The analysis and findings above break through the misperception that poor and low-income people are uninterested in elections or politics. As indicated both in the 2020 elections and through PPC:NCMR’s voter outreach, these voters will participate in elections and want to be engaged in long-term political organizing. In fact, this report underscores why the needs and concerns of low-income voters must be brought more fully into our political discourse, platforms and campaigns and why candidates who are elected on these platforms must live up to their campaign promises.
At the same time, the significance of the low-income electorate is about more than winning elections. The concerns of these voters are widely popular, yet far from being fully implemented. Instead, 140 million people are poor or living one emergency away from economic ruin, while the wealth and abundance of the country becomes concentrated in fewer and fewer hands. In addition, the democratic rights of the people are under attack with voter suppression laws being passed across the nation and hard-won voting rights being abridged.

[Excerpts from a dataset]

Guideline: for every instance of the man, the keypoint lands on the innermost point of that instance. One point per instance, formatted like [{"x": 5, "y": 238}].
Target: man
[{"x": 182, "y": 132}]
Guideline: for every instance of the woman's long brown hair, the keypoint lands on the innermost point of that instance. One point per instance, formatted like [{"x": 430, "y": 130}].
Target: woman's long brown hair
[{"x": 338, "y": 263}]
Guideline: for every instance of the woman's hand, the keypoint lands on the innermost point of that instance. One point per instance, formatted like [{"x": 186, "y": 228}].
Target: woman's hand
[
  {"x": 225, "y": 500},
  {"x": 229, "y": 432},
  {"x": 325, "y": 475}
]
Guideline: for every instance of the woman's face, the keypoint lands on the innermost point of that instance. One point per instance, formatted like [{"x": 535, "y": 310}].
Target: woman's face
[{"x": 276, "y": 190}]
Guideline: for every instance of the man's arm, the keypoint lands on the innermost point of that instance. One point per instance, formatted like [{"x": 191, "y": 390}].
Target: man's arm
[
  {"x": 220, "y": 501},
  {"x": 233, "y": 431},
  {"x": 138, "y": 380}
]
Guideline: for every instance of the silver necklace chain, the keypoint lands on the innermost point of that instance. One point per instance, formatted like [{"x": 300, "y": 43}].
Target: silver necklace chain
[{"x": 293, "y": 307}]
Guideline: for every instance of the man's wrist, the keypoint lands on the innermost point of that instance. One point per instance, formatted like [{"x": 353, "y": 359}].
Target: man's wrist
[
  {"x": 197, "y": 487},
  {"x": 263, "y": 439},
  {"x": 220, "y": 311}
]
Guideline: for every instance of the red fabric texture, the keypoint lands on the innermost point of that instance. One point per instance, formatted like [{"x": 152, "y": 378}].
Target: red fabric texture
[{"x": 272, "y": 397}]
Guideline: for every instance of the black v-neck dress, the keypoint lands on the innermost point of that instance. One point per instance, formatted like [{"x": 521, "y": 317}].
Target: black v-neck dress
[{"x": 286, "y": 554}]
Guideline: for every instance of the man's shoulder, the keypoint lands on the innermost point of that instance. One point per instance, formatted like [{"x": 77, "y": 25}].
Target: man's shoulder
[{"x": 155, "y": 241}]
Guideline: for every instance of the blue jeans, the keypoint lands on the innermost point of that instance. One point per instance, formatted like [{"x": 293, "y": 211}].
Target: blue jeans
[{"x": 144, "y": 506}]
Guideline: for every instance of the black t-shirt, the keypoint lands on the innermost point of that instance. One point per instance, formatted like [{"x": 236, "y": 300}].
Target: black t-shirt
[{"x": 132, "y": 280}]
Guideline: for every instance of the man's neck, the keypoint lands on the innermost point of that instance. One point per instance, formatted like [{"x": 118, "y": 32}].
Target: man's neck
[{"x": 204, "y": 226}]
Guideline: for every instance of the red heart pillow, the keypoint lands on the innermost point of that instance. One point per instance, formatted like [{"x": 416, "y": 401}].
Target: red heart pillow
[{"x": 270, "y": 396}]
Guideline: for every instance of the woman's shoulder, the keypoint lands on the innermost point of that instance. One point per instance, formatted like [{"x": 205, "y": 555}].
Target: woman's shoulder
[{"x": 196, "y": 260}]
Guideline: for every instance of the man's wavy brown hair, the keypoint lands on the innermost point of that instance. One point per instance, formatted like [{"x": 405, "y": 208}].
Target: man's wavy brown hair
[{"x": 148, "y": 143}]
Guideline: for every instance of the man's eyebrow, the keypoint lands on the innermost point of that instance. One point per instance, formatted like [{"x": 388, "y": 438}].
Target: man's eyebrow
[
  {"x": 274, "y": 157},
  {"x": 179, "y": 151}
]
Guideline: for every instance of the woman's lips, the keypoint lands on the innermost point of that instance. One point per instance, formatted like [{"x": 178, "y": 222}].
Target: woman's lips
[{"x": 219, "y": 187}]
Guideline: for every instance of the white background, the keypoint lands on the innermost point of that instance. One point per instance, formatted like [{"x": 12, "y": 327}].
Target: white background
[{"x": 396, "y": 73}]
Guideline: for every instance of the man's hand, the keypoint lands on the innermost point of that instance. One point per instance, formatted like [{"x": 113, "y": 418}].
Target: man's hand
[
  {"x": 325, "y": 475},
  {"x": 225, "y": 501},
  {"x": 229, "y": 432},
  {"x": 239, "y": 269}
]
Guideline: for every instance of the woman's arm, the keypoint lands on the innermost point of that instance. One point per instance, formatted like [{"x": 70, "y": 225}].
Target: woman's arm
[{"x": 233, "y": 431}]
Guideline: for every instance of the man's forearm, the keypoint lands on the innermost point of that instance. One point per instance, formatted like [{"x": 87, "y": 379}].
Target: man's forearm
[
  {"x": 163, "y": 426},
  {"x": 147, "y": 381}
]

* * *

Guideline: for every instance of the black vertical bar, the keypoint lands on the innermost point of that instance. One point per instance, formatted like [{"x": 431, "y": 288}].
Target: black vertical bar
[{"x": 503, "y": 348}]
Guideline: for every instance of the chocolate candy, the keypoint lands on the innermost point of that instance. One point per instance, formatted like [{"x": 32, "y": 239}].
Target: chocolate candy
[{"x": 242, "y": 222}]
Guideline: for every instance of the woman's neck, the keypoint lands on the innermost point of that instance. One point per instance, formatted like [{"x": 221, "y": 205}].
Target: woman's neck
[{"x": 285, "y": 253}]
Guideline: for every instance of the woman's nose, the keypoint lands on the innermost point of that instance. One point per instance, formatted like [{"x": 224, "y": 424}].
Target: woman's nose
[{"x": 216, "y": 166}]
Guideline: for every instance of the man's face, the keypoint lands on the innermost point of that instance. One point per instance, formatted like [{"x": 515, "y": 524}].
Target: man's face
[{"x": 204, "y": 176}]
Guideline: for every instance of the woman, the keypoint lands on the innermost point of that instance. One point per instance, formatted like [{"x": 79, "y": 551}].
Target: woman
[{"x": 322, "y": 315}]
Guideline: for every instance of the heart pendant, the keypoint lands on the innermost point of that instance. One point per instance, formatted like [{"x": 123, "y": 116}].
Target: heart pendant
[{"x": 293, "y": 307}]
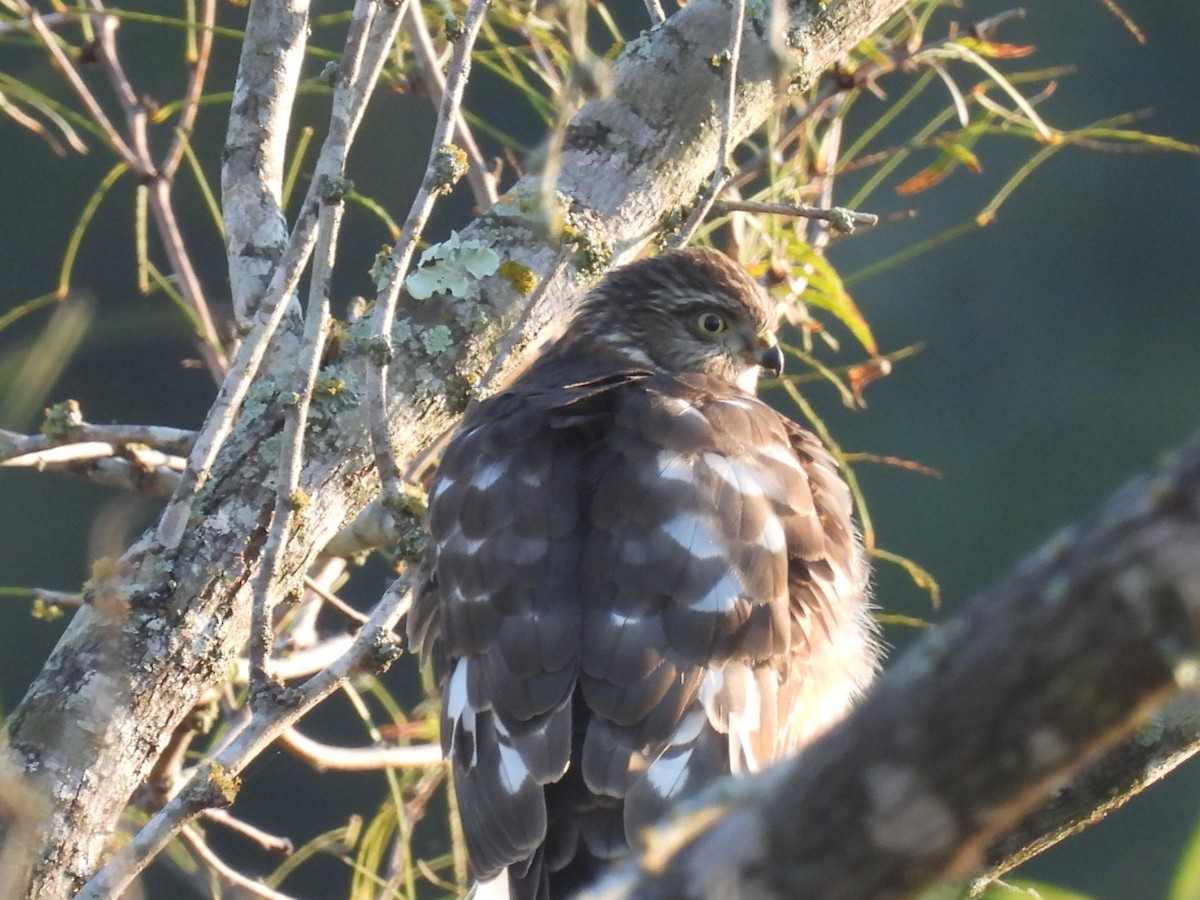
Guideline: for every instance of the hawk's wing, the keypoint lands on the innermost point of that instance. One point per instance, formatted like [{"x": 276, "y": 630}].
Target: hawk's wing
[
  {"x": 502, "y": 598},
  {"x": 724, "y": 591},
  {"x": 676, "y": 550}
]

__Activities__.
1. Answer these questions from the passage on low-income voters:
(a) How many people does it say are poor or living one emergency away from economic ruin?
(b) Whose voter outreach does it cite alongside the 2020 elections?
(c) What kind of laws does it say are being passed across the nation?
2. Return the part of the passage on low-income voters that starts at the words "The analysis and" and ends after the words "their campaign promises.", copied word for word.
These rows have nothing to do with the passage on low-income voters.

__Solutions to the exercise__.
1.
(a) 140 million people
(b) PPC:NCMR's
(c) Voter suppression laws

2.
The analysis and findings above break through the misperception that poor and low-income people are uninterested in elections or politics. As indicated both in the 2020 elections and through PPC:NCMR’s voter outreach, these voters will participate in elections and want to be engaged in long-term political organizing. In fact, this report underscores why the needs and concerns of low-income voters must be brought more fully into our political discourse, platforms and campaigns and why candidates who are elected on these platforms must live up to their campaign promises.